* GIVEN PASSAGE *
Artificial intelligence (AI) has huge potential in bioprocessing. Its ability to model process data in real-time and feed this information into automated control systems is attractive to efficiency-focused drug companies.

According to a recent report, biopharma companies are warming to AI because of the prospect of lower costs and shorter timelines. Similarly, a report by Deloitte suggested, “AI technologies are poised to impact these [biomanufacturing] processes through real-time data processing and decision making that can make supply chains truly data-driven.

“The ability to adjust processes and track medications in real time will allow biopharma companies to manage their supply, quality, safety, security, and costs, resulting in more intelligent manufacturing and supply chain decision-making.”

Science and data

And AI also could also help biopharma firms that are struggling with quality-by-design (QbD), according to Christopher Bravery, consulting regulatory scientist, at U.K.-based, Advbiols.

“Biopharma has been trying to implement QbD for years, but it has proved to be a challenge. To my knowledge two monoclonal antibodies have submitted dossiers that include QbD, one rejected and one approved but the QbD covered only part of the process,” says Bravery.

“My main reason for considering QbD as unrealistic is it is built on the promise of deep characterization of the process so that it is predictable. But biology is hard to predict. Indeed, unexpected outcomes are to be expected.

“Regulators support anything that improves quality and safety. QbD is about reducing regulatory burden and is heavily promoted by them. So, AI and automated analytics could clearly help here, if they work.”

Causation not correlation

Bravery’s note of caution reflects a wider concern that AI and automated data analysis will replace science-based decision making.

“I have had heated debates with process engineers because they just see the engineering and forget that biotech uses living cells to produce the products,” he continues. “AI will look for correlations in data—but correlation is not causation, so there is a risk of mistakes with serious consequences if it is trusted without careful evaluation.”

Noting that it is important to find the scientific reason for any observed correlation, Bravery’s concern is “the more you automate the greater the risk that the science is forgotten and any resulting numbers are blindly followed as true.”

* BRIEF *
In the article on AI in bioprocessing, rewrite the paragraph beginning "I have had heated debates" more briefly, keeping its main facts. The material that follows comes from a separate source.

* EXTRACTED INFORMATION *
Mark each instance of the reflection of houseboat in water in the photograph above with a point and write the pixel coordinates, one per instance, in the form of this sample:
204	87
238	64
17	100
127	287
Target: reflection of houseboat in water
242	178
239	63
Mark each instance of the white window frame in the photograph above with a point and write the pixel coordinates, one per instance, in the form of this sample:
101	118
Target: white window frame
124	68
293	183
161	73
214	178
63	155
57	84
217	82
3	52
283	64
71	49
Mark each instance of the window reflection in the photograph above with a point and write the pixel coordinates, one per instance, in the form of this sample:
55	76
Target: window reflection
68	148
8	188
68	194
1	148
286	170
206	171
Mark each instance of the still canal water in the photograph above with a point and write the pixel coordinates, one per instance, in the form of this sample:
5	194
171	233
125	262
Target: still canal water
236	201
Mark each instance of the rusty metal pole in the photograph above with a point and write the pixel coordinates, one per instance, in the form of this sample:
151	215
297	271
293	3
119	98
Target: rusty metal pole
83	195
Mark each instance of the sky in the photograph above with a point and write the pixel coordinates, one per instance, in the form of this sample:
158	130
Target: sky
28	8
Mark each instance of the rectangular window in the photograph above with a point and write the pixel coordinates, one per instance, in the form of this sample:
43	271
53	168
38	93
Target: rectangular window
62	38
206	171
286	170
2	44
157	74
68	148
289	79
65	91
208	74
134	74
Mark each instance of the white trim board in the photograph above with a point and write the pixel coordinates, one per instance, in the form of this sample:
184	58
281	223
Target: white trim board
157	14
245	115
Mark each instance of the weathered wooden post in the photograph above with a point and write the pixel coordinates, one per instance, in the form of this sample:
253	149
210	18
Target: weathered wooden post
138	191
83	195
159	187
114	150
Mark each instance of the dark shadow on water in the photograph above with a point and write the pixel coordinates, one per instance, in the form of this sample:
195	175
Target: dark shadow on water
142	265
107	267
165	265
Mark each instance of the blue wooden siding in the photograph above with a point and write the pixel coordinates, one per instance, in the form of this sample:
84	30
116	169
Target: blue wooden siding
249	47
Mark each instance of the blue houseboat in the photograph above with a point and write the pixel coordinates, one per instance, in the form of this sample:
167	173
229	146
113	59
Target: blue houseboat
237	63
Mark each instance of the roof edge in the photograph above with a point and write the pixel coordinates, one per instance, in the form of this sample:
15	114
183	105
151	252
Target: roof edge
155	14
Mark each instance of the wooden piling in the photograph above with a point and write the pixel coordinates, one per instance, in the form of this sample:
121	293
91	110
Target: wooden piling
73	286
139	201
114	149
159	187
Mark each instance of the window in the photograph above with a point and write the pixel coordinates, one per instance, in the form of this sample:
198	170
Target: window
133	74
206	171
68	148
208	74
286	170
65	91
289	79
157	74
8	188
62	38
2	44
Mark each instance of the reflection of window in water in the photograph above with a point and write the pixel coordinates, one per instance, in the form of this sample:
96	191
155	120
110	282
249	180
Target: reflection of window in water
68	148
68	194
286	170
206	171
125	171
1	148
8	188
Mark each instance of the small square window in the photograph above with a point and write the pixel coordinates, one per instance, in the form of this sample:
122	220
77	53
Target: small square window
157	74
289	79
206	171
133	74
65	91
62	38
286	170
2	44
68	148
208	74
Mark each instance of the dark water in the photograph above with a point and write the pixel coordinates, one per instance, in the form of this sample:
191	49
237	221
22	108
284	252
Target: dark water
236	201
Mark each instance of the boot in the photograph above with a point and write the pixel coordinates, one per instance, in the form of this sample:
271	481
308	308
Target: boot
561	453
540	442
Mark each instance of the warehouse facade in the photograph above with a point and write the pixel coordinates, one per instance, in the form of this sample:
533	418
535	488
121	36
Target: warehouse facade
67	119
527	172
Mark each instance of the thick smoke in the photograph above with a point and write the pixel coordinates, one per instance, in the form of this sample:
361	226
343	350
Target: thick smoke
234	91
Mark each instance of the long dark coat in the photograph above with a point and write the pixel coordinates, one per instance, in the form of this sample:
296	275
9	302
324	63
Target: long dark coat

* THE ANSWER *
Bravery has argued heatedly with process engineers, who he says see only the engineering and forget that biotech uses living cells to make its products. AI looks for correlations in data, but correlation is not causation. Trusting it without careful evaluation risks mistakes with serious consequences.